====== TEXTO

Mientras más de 25 mil funcionarios viajaban al extranjero con licencia médica, el Estado guarda silencio o responde con renuncias que no bastan. Se trata de un fenómeno que refleja no sólo negligencia, sino una profunda descomposición del deber público.
Por Tus Noticas
Hay hechos que no admiten matices. La revelación de la Contraloría General de la República, que identificó a 25.078 funcionarios públicos viajando fuera del país mientras estaban con licencia médica, no sólo es un escándalo administrativo: es un golpe directo a la legitimidad del Estado y a la confianza de la ciudadanía en sus instituciones.
Lejos de cerrar este capítulo, la renuncia de más de mil funcionarios anunciada por el ministro de Hacienda, Mario Marcel, es apenas un síntoma de la gravedad de una enfermedad más profunda. Porque cuando funcionarios del Estado, amparados por certificados médicos y supervisiones laxas, usan recursos públicos para hacer turismo, estudiar en el extranjero o simplemente desaparecer del radar, lo que está en juego no es solo la disciplina fiscal: es la dignidad del servicio público.
Y el problema no se agota ahí. La crisis de las licencias médicas —más del 5% de la cotización obligatoria en salud en FONASA se destina a financiar estas licencias— no solo drena recursos que podrían destinarse a hospitales, tratamientos y atención primaria, sino que se ha convertido en una red informal de abusos que nadie parece querer cortar de raíz.
¿Dónde están las sanciones ejemplares? ¿Dónde la restitución de dineros mal habidos? ¿Dónde los nombres, las responsabilidades políticas y administrativas, los médicos involucrados, los jefes que firmaron sin revisar? La respuesta parece ser el silencio, o peor aún: renuncias discretas que ofrecen impunidad en lugar de justicia.

============
====== CONJUNTO DE DATOS

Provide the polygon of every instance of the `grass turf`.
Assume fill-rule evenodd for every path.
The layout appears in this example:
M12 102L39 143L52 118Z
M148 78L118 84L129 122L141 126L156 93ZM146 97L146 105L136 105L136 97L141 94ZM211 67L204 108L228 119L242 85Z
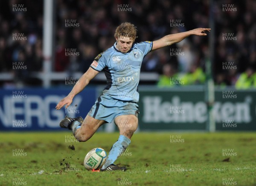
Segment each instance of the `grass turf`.
M1 132L0 185L256 185L255 133L135 133L115 162L126 172L86 170L87 152L108 153L118 136L79 143L70 132Z

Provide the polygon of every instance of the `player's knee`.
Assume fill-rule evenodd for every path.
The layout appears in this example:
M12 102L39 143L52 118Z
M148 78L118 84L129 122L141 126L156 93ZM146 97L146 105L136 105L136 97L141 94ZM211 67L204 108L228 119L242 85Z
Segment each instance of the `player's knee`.
M85 134L82 134L81 132L76 134L76 138L77 140L81 142L84 142L90 139L90 137Z
M133 129L127 129L124 132L123 135L130 138L132 136L135 130Z

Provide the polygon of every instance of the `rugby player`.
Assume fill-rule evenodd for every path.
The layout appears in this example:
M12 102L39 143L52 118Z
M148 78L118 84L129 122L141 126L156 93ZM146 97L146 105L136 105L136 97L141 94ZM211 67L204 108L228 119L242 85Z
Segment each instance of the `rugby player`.
M112 146L101 171L125 171L114 162L131 143L138 127L138 85L142 61L147 54L178 42L191 35L206 36L210 28L198 28L184 32L167 35L159 39L135 43L137 31L133 24L122 23L116 30L116 42L111 48L99 54L89 69L78 81L70 93L56 106L67 108L76 94L102 70L107 78L107 86L83 120L81 117L66 117L60 123L61 127L72 130L79 141L86 141L102 124L114 120L120 135Z

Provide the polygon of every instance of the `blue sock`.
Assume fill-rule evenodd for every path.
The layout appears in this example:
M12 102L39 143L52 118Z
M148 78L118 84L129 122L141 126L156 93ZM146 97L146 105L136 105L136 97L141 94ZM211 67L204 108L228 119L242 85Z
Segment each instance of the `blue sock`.
M73 122L71 128L72 128L72 131L73 131L73 134L74 135L75 135L76 130L81 127L81 124L80 122L77 121L75 121Z
M125 150L130 143L130 139L124 135L120 135L118 140L114 144L110 149L106 162L103 165L102 169L105 169L111 164L113 163L117 158Z

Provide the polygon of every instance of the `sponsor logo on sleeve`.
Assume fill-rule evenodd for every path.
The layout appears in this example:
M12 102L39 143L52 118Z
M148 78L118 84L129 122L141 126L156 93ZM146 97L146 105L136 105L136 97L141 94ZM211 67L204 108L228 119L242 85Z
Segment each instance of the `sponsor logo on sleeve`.
M93 61L93 62L91 65L91 66L93 67L94 67L94 68L96 68L97 66L98 66L98 63L96 61Z

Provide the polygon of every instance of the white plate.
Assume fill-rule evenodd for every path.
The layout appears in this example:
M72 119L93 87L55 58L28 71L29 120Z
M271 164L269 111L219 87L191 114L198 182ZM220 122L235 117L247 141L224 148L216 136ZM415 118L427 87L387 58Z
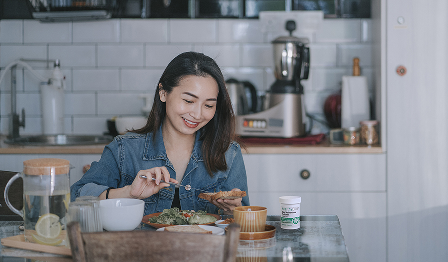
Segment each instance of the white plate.
M184 226L189 226L188 225L180 225L178 226L171 226L172 227L183 227ZM212 235L216 235L219 236L220 235L224 234L224 229L221 228L217 228L213 226L205 226L203 225L198 225L199 227L202 228L206 230L211 230ZM160 228L156 230L156 231L163 231L165 230L165 227Z
M216 221L215 221L215 224L216 225L216 226L217 227L219 227L222 228L223 229L224 229L225 228L226 228L227 227L228 227L228 225L230 224L220 224L220 222L222 222L224 221L224 219L221 219L220 220L217 220Z

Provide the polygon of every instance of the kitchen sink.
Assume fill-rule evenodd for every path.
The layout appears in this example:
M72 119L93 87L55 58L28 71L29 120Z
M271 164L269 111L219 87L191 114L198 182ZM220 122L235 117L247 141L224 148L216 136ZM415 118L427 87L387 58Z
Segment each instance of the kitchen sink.
M21 136L6 139L4 142L20 145L83 145L107 144L113 140L110 135L72 135L66 134Z

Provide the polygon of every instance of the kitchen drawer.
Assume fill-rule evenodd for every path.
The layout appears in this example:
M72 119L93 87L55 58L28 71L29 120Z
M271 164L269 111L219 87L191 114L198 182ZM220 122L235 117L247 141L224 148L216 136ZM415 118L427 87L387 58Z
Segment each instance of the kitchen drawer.
M301 215L337 215L350 262L386 261L385 192L249 191L250 204L269 215L280 215L279 197L285 195L302 198Z
M385 154L243 155L251 191L385 191ZM310 176L304 179L301 171Z

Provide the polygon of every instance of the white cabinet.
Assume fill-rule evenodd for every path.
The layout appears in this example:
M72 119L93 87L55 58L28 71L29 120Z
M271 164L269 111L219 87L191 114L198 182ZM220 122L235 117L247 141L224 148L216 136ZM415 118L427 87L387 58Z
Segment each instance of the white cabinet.
M83 167L98 161L101 154L0 154L0 166L2 170L20 172L23 168L23 161L34 158L62 158L70 161L73 167L70 170L70 184L79 180L83 176Z
M280 196L300 196L302 215L337 215L351 262L386 261L385 154L243 157L251 205L279 215Z

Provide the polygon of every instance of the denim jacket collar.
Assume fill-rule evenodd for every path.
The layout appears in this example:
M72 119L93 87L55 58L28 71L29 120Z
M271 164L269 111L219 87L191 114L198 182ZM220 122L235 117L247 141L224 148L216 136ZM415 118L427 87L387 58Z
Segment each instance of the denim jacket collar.
M195 140L195 145L192 152L192 156L196 161L203 161L202 158L202 141L199 140L202 130L200 130L196 132L196 136ZM162 126L159 127L159 130L156 134L155 142L153 142L153 133L148 133L146 134L146 138L145 143L145 152L143 154L143 160L151 160L156 159L168 159L166 154L166 150L165 148L165 144L163 143L163 137L162 134Z

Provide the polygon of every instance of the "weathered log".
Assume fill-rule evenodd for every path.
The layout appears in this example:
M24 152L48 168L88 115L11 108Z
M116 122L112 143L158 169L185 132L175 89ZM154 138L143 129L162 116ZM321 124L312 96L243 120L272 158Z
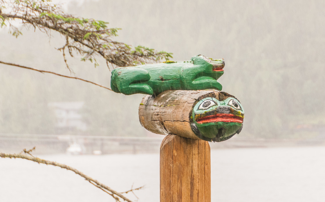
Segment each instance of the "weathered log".
M211 202L210 146L169 135L160 147L160 201Z
M243 117L234 97L214 89L167 90L146 96L139 108L140 122L150 131L210 141L239 133Z

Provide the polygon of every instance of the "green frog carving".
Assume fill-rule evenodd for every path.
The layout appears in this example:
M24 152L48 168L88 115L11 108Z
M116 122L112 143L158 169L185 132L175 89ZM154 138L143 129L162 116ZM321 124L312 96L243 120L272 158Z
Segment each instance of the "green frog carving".
M199 55L188 61L120 67L112 72L110 86L114 92L125 95L155 96L167 90L221 90L217 80L223 74L224 66L223 59Z
M244 110L235 98L223 101L206 98L194 106L191 118L192 130L198 137L207 141L219 142L240 132Z

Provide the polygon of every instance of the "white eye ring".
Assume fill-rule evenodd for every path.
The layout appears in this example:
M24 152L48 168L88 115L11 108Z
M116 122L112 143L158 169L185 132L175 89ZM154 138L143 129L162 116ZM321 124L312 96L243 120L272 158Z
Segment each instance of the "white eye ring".
M210 100L207 100L203 101L199 106L198 109L206 109L210 107L216 105L215 102Z
M240 107L240 106L239 105L237 101L234 100L230 100L229 102L228 103L228 105L231 106L236 109L241 110L241 107Z
M212 61L211 61L211 60L210 60L209 58L207 58L205 56L202 56L202 57L203 58L203 59L204 59L204 60L208 62L211 62Z

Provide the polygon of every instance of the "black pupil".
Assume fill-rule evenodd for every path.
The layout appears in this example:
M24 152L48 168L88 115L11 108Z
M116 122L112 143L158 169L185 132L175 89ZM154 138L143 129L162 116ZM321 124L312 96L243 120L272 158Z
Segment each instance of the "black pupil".
M238 107L239 106L238 105L238 103L237 103L237 102L234 100L232 101L232 105L234 105L235 107Z
M207 107L208 107L210 104L211 104L211 101L207 101L204 102L204 103L203 103L202 105L202 107L203 108Z

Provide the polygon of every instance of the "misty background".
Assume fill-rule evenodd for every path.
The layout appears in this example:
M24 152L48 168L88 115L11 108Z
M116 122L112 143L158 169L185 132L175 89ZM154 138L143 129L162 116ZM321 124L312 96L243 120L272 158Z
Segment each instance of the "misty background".
M118 40L172 52L174 61L199 54L224 59L225 73L218 81L245 112L237 136L254 141L324 135L323 1L99 0L65 5L69 13L122 28ZM64 38L53 32L49 39L31 28L22 32L16 39L1 30L1 60L70 74L55 48L63 46ZM98 60L96 68L77 57L68 62L77 76L109 87L110 72ZM57 133L49 103L82 102L79 113L86 128L67 132L146 135L137 114L143 95L126 96L2 64L0 69L0 133Z
M240 134L210 144L221 148L211 150L212 201L323 201L325 1L89 0L64 7L122 28L118 41L173 53L174 61L198 54L225 60L218 81L240 101L245 116ZM0 60L70 75L55 49L65 38L52 32L49 39L32 28L22 32L16 39L0 29ZM68 59L76 76L110 87L105 61L98 60L95 68L77 56ZM145 185L136 193L139 201L159 201L159 154L117 150L159 151L163 136L148 132L138 121L143 95L3 64L0 80L0 152L36 145L40 157L119 191ZM149 138L150 146L131 143ZM88 154L49 154L65 152L75 142L90 148ZM292 146L301 145L310 146ZM0 159L0 200L114 201L75 175Z

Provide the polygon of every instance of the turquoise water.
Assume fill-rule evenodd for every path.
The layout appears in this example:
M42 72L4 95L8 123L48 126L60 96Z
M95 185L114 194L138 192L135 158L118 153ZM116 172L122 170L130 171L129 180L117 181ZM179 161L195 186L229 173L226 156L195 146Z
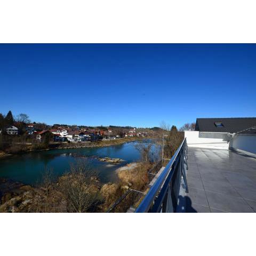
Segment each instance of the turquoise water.
M140 158L140 153L134 146L135 141L103 148L84 148L57 149L24 154L0 160L0 177L25 184L35 185L40 182L45 167L52 170L58 177L68 171L70 164L81 159L98 175L102 182L117 180L115 170L127 163ZM118 165L99 161L95 157L108 156L124 160Z

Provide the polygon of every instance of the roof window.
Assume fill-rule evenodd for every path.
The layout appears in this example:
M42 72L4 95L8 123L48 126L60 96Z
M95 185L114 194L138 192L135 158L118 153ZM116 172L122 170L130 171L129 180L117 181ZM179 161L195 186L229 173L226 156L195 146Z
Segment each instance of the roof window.
M216 127L223 127L223 126L222 123L214 123L214 125Z

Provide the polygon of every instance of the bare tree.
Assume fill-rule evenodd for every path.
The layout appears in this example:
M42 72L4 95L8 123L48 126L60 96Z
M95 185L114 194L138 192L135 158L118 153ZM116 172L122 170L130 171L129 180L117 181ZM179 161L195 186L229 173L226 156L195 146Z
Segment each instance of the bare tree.
M164 156L164 149L166 143L166 139L170 131L170 125L166 124L164 121L162 121L160 125L161 129L157 133L157 143L160 145L161 150L161 159L163 163Z
M139 141L135 145L135 148L140 151L142 162L149 163L153 155L151 148L153 146L152 143L145 143L143 141Z
M67 200L69 212L94 211L100 203L98 179L91 169L82 161L70 166L70 172L63 177L62 191Z
M196 127L195 123L187 123L182 125L179 129L180 131L194 131Z
M16 117L16 120L18 122L20 122L21 123L25 123L27 124L30 123L31 121L29 119L29 117L26 114L23 113L20 113Z

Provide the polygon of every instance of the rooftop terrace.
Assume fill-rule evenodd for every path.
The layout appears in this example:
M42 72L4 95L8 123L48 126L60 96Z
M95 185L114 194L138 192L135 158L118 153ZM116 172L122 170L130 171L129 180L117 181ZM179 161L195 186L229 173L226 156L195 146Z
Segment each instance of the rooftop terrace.
M188 148L187 212L255 212L256 159Z

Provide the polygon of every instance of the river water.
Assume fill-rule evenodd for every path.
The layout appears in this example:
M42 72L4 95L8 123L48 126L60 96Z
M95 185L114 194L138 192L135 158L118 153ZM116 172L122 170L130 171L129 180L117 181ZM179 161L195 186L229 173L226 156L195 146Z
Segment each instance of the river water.
M103 148L56 149L19 155L0 160L0 177L33 185L40 182L46 167L51 169L57 178L68 171L70 164L75 164L81 159L98 174L101 182L115 182L117 180L115 171L117 168L140 159L140 154L135 147L137 143L133 141ZM124 161L113 165L97 159L107 156Z

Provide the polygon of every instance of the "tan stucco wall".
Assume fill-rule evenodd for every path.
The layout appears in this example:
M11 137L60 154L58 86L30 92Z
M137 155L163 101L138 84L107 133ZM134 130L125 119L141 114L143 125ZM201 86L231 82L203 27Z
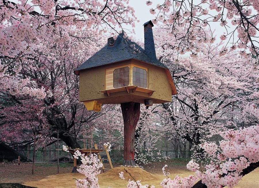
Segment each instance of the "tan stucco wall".
M126 91L111 93L110 97L100 91L105 89L105 70L117 66L132 63L148 69L148 88L156 90L151 97L148 93ZM80 71L79 100L97 100L103 104L119 103L134 101L143 103L144 100L153 99L154 103L171 101L172 89L165 70L160 67L134 60L119 62Z

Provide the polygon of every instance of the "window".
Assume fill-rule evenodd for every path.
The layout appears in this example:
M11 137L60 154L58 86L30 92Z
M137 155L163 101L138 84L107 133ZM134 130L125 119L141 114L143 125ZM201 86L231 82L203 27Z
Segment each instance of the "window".
M124 87L130 84L130 68L128 67L115 69L113 71L113 87Z
M132 70L133 85L146 88L146 71L145 69L136 67L133 67Z

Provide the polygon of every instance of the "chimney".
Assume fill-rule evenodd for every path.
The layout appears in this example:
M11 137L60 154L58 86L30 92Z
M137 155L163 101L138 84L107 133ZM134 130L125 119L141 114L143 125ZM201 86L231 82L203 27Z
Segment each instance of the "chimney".
M152 27L154 24L151 20L144 24L144 52L151 59L157 59L156 51L153 36Z

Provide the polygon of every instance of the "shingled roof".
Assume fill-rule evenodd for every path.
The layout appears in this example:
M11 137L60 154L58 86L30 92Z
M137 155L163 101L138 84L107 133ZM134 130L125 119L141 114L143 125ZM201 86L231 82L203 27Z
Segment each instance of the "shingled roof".
M152 24L152 22L150 22ZM123 32L118 35L114 45L109 46L106 44L77 68L75 70L75 73L79 75L79 71L84 69L131 59L139 60L168 69L157 59L154 50L153 53L155 54L148 55L139 45L127 38L125 38Z

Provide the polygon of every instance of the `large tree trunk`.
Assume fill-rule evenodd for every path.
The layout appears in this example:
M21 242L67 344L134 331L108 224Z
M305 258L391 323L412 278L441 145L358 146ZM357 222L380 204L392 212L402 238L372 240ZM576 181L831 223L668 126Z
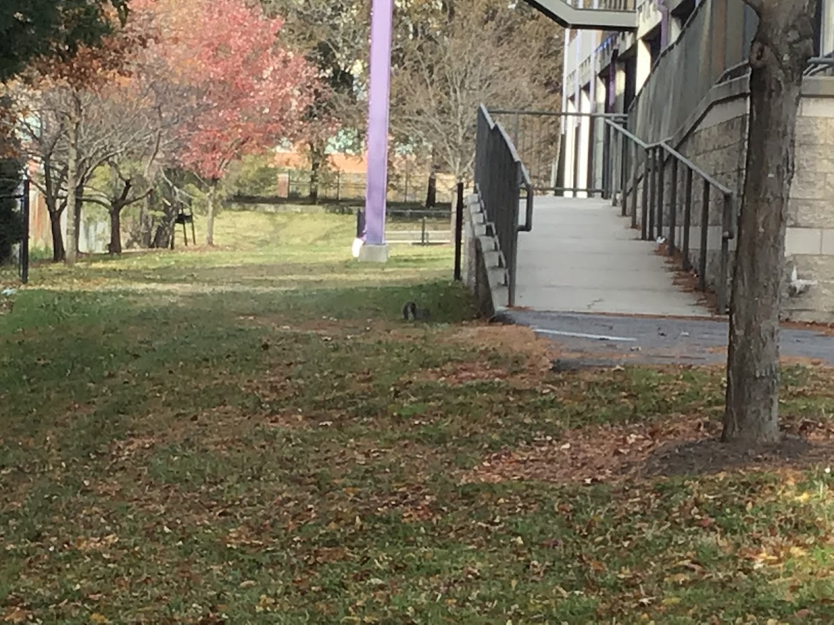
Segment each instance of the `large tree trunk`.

============

TAREAS A REALIZAR -
[1] Según el texto sobre las licencias médicas, ¿cuántos funcionarios públicos identificó la Contraloría viajando fuera del país mientras estaban con licencia médica?
[2] Indica si cada afirmación concuerda con el texto sobre las licencias médicas y cita las palabras del texto que lo deciden:
(a) El ministro de Hacienda, Mario Marcel, anunció la renuncia de más de mil funcionarios.
(b) Menos del 1% de la cotización obligatoria en salud en FONASA se destina a financiar las licencias médicas.
(c) El texto considera que la renuncia de los funcionarios cierra este capítulo.
[3] Prolonga el texto sobre las licencias médicas a partir de su última oración.

RESPUESTAS POR ÍTEM -
[1] 25.078 funcionarios públicos.

[2]
(a) Sí: "la renuncia de más de mil funcionarios anunciada por el ministro de Hacienda, Mario Marcel".
(b) No: "más del 5% de la cotización obligatoria en salud en FONASA se destina a financiar estas licencias".
(c) No: "Lejos de cerrar este capítulo".

[3]
El discurso de la próxima cuenta pública no puede seguir bordeando el problema. La crisis del uso fraudulento de licencias médicas no es un error administrativo: es la expresión de una cultura estatal permisiva, opaca y sin consecuencias reales.
Es momento de actuar con medidas estructurales: cruces automáticos de datos entre FONASA, aerolíneas y buses; publicación obligatoria y pública del número de días de licencia por RUT (sin revelar la patología); incentivos para quienes mantienen baja tasa de ausentismo; y penalidades reales para quienes abusan del sistema.
Este no es un caso aislado, ni un “error involuntario” de algunos funcionarios. Es un modelo de gestión que se ha hecho laxo, complaciente y cómplice por omisión. Si no se actúa con decisión, las consecuencias seguirán creciendo: más gasto, menos credibilidad, y una sociedad que se acostumbra al abuso como norma.
Porque si el Estado no puede garantizar el correcto uso de las licencias médicas —instrumento esencial para la protección de la salud de quienes realmente lo necesitan—, entonces el problema no es sólo de ética individual, sino de fallas sistémicas que requieren intervención urgente.